_EXERCISE DIRECTIONS_.
Copy out, unchanged, the part of the lines below that begins with the line containing "The service MUST place one dot on the snow shovel, one" and ends with the line containing "x=417, y=124", including both of those lines and nothing else.

----- INPUT FOR THIS TASK -----

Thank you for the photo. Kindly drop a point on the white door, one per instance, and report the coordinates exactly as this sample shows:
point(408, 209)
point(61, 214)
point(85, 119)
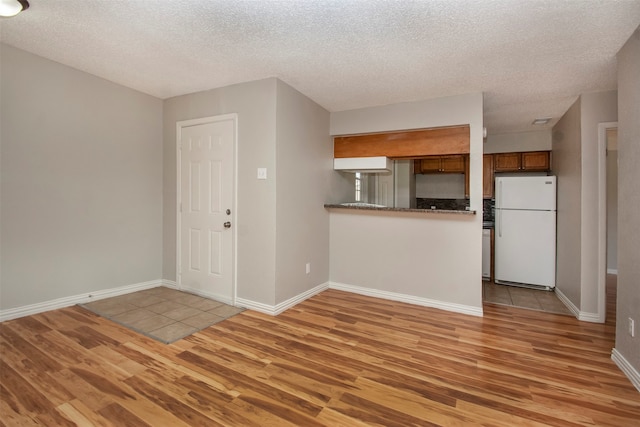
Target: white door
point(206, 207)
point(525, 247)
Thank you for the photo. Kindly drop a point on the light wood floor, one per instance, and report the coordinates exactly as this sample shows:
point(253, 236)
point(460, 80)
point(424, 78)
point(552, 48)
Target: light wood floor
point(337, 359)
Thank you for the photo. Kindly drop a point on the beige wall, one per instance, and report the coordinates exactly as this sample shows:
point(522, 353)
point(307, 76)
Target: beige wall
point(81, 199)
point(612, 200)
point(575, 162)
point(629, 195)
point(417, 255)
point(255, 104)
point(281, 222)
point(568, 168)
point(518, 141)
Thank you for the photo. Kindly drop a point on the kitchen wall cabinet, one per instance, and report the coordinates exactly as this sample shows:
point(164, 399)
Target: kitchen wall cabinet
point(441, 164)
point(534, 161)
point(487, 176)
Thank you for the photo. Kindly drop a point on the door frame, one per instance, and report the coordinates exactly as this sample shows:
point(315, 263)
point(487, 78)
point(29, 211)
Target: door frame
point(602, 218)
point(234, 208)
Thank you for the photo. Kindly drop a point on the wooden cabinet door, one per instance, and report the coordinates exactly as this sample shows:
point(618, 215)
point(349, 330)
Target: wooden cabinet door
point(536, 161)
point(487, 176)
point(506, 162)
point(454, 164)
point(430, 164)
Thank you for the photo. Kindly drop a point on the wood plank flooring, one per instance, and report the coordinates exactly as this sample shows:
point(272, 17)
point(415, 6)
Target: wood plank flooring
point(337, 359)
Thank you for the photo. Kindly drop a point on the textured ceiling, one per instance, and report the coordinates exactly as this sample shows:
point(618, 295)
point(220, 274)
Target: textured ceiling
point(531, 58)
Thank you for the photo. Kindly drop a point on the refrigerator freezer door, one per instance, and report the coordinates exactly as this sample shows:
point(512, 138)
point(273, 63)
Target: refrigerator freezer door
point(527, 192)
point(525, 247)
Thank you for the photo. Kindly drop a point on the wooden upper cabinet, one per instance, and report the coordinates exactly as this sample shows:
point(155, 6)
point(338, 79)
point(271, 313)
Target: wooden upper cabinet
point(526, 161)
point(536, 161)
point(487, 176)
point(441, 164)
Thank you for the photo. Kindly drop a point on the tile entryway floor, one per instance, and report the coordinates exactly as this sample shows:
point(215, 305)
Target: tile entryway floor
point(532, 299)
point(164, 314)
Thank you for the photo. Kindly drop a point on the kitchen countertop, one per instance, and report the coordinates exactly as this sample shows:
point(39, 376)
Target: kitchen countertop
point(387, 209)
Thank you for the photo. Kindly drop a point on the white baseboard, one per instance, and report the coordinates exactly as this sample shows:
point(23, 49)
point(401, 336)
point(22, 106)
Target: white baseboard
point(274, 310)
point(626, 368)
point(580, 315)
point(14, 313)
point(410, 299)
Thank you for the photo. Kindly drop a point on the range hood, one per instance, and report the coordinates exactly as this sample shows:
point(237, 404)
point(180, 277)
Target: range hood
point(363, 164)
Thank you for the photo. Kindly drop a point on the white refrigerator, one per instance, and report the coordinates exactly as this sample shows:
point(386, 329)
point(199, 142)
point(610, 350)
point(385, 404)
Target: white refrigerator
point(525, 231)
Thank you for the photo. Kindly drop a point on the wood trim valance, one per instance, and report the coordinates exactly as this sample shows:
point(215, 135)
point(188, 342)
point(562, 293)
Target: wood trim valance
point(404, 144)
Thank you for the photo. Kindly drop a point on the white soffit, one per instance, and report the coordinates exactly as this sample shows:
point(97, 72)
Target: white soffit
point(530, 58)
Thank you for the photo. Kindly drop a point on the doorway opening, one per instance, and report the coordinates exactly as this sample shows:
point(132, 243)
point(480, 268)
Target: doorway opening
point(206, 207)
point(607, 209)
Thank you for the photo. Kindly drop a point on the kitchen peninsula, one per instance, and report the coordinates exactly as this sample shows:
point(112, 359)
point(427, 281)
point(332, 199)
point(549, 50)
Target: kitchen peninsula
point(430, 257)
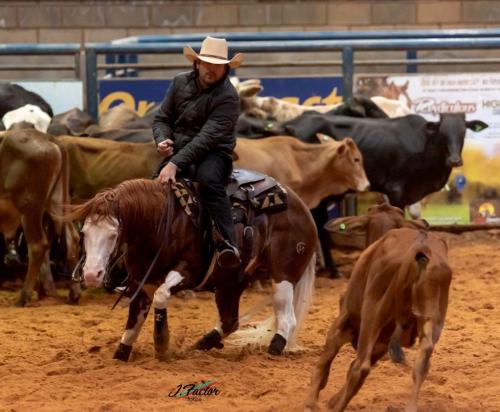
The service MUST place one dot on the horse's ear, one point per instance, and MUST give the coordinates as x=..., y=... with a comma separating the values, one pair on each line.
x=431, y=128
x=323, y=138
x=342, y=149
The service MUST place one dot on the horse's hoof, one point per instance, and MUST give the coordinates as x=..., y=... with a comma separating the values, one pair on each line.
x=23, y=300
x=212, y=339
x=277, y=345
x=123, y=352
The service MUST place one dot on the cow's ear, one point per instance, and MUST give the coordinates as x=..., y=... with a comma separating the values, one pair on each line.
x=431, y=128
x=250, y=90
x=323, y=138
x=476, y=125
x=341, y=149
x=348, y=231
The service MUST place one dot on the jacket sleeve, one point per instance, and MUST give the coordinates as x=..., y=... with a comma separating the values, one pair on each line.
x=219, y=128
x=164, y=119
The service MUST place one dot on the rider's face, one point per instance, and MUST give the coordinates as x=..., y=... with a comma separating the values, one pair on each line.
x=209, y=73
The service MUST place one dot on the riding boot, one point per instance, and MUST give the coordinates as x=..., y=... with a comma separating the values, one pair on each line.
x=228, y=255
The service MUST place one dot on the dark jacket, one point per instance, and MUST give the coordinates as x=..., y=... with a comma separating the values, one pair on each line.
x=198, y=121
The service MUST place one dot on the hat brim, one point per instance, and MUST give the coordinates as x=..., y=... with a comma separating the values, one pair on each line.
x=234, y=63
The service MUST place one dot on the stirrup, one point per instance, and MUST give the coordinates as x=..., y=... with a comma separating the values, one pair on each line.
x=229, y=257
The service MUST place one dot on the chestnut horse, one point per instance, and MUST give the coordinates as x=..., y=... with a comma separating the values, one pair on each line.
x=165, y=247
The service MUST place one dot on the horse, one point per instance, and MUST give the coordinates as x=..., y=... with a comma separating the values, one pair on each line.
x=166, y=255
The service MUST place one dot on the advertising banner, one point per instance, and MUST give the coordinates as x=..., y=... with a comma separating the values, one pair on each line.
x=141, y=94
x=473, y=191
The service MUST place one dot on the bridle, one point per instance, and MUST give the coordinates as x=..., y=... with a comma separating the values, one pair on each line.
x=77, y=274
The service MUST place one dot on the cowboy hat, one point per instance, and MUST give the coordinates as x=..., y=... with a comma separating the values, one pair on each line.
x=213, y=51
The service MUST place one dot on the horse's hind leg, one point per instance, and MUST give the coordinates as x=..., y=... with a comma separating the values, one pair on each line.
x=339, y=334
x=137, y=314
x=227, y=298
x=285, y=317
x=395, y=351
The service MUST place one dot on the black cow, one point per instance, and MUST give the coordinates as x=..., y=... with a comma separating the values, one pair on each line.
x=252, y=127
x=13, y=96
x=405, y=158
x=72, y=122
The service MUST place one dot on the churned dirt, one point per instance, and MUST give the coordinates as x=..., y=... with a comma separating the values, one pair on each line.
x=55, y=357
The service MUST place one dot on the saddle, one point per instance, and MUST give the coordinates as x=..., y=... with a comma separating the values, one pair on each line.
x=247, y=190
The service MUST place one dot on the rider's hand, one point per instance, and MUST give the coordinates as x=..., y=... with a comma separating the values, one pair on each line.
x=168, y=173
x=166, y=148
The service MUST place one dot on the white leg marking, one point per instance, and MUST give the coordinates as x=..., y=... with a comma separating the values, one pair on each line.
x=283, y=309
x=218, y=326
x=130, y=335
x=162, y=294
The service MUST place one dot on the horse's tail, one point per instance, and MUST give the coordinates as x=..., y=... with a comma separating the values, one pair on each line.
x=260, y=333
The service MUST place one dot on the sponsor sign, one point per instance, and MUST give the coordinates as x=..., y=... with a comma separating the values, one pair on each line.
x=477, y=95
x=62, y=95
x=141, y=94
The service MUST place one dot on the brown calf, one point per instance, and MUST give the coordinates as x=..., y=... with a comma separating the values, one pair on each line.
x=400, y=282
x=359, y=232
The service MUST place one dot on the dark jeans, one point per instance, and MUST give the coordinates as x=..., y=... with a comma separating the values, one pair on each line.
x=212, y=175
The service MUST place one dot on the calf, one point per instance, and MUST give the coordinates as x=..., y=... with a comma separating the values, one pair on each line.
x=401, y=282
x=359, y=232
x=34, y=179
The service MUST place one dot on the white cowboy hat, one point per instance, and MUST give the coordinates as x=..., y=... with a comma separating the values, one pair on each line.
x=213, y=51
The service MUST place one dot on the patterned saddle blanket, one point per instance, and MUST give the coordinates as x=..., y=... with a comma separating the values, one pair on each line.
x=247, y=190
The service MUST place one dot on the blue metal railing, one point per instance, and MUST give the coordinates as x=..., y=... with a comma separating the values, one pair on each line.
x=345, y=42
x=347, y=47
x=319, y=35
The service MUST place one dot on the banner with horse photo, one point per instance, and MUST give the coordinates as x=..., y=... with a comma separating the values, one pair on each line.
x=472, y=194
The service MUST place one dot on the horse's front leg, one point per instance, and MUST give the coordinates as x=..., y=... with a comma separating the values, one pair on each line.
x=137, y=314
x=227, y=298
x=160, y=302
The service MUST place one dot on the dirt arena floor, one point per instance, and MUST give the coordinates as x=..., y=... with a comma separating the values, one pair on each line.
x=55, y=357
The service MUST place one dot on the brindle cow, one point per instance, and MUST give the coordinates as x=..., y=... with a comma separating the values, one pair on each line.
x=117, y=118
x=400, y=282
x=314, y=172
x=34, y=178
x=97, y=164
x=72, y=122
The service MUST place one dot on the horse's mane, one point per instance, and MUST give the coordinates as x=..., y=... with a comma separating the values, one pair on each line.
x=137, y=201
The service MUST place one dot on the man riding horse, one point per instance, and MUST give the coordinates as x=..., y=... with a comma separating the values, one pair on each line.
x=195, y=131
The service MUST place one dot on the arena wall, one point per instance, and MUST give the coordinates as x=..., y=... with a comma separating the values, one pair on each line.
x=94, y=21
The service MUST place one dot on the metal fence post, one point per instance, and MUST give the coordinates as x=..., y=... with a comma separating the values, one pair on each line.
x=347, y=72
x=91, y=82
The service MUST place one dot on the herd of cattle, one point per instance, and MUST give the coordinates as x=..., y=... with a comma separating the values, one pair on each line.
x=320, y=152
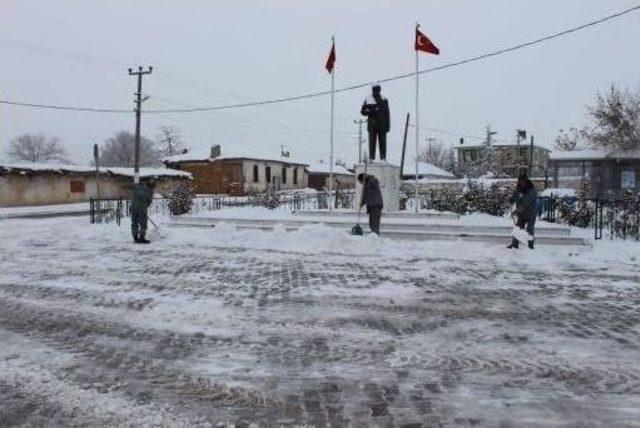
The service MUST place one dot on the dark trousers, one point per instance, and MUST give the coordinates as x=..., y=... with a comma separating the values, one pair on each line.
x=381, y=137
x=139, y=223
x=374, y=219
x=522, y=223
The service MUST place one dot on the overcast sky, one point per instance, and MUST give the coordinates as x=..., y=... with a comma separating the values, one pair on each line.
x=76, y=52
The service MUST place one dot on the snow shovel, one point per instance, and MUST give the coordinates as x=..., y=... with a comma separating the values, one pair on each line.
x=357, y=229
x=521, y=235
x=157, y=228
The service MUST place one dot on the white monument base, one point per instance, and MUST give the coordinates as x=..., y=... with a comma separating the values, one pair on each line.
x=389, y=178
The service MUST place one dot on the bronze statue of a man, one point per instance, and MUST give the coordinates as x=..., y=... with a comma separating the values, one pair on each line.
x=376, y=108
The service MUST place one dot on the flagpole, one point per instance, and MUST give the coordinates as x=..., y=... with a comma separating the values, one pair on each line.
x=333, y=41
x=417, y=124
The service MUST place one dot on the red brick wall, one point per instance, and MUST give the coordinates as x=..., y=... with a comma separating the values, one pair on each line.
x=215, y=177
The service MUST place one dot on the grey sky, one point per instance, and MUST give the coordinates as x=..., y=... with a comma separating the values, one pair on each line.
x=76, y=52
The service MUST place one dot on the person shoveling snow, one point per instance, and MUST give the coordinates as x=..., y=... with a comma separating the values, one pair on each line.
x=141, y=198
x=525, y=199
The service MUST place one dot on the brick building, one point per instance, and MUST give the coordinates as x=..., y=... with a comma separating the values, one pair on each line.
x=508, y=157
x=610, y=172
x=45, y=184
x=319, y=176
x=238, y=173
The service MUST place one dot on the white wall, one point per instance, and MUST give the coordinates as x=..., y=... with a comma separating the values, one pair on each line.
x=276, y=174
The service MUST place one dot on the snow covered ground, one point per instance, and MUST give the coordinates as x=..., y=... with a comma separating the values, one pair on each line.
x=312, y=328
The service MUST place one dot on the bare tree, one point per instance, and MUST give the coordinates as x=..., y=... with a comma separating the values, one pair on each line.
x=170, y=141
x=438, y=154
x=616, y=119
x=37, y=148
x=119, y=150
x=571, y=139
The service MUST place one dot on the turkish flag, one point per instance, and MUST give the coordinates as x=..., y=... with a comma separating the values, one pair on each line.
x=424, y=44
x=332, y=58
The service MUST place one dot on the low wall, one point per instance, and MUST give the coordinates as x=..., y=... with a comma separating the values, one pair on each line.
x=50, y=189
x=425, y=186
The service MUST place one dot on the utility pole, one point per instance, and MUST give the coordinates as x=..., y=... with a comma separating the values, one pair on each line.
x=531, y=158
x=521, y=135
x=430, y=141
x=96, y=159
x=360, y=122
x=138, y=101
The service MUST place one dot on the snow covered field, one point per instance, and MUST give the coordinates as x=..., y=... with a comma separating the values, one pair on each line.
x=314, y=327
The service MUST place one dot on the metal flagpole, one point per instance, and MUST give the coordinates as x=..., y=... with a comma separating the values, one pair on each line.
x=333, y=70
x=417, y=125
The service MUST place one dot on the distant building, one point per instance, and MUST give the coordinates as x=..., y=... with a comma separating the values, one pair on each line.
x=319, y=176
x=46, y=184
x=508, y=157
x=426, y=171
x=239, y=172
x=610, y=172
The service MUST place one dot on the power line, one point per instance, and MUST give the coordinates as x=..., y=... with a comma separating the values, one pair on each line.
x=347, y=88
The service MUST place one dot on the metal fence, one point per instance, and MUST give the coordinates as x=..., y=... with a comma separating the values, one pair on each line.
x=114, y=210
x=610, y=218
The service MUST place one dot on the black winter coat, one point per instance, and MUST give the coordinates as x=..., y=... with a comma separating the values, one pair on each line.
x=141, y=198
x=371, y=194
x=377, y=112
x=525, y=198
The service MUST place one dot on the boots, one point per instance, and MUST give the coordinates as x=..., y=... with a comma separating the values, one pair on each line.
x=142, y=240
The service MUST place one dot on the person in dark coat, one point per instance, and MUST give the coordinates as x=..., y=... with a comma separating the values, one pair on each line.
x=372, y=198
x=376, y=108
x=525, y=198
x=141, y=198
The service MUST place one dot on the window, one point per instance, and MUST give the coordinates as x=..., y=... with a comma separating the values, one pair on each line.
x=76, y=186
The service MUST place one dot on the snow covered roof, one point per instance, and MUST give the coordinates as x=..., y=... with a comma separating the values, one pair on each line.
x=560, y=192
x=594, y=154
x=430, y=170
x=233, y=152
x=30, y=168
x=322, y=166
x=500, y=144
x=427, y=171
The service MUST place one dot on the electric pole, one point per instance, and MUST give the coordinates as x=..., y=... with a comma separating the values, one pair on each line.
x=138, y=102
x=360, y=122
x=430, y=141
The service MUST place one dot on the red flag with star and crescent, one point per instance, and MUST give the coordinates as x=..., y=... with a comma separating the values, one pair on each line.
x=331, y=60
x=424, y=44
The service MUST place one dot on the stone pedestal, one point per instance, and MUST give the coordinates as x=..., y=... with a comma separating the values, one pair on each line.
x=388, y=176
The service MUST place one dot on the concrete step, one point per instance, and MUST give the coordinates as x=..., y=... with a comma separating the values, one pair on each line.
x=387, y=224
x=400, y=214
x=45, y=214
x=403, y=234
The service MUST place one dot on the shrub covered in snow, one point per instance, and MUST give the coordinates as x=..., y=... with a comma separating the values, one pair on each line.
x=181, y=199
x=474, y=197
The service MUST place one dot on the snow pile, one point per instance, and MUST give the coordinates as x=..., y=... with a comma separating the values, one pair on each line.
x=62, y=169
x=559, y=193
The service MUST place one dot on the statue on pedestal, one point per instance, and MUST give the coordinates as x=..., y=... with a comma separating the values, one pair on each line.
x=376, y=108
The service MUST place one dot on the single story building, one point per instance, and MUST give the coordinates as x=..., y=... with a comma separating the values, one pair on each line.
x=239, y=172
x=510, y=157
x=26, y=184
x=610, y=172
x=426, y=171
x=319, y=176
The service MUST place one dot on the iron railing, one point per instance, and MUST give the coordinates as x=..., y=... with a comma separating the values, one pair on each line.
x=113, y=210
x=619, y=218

-----

_FINAL RESULT_.
The service MUST place one dot on the snow shovel, one point per instance, and MUST give the coordinates as x=..., y=... with a comma separating the values, one pair on each line.
x=357, y=229
x=521, y=235
x=157, y=228
The service MUST place one dot on the white monument base, one point per instance, and MUST give the coordinates as x=..., y=... with a comma separating the values, one pair on each line.
x=389, y=178
The service MUST place one dot on the bronze statue of a man, one point per instance, and MUST give the coordinates as x=..., y=... with a comma separating the values, one pair on each line.
x=376, y=108
The service MUST place one dot on the flagpole, one point per instance, and MUST give the coordinates as x=..., y=... with a comma separating the values, one pair on each line.
x=333, y=41
x=417, y=124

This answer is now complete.